### EXERCISE PROMPT
Identify each line of the records below that contains the word "snow", and copy those lines in full.

Records from a collection:

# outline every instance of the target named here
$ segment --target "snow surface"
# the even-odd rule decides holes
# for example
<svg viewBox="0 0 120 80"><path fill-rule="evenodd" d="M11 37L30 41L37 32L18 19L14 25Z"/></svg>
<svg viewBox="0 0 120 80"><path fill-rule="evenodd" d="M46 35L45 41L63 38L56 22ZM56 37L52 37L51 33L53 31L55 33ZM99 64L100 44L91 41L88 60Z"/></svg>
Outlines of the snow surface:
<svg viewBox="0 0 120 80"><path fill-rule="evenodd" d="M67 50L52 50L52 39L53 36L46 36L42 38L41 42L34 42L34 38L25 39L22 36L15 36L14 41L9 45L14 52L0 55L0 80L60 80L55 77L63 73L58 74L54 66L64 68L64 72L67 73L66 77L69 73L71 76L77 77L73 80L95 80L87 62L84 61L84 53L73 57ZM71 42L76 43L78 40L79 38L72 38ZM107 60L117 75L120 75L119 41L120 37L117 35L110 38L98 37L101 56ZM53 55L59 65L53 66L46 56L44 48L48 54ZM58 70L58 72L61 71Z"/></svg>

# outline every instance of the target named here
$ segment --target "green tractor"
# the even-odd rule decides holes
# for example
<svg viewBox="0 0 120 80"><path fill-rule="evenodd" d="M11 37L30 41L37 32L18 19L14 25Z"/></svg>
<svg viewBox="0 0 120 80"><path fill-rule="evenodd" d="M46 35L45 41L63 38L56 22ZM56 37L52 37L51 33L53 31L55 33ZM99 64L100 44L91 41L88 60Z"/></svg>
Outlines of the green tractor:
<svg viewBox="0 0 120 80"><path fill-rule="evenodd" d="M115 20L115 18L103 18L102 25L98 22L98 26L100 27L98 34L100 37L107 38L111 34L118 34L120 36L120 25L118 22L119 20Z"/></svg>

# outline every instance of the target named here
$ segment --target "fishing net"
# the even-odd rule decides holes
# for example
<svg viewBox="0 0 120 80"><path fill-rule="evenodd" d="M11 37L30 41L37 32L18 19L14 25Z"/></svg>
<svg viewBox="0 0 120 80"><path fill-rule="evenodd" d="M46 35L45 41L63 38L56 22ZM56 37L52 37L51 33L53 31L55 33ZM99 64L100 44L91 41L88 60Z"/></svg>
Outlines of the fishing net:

### RIGHT ANSWER
$ segment --target "snow surface"
Outlines of the snow surface:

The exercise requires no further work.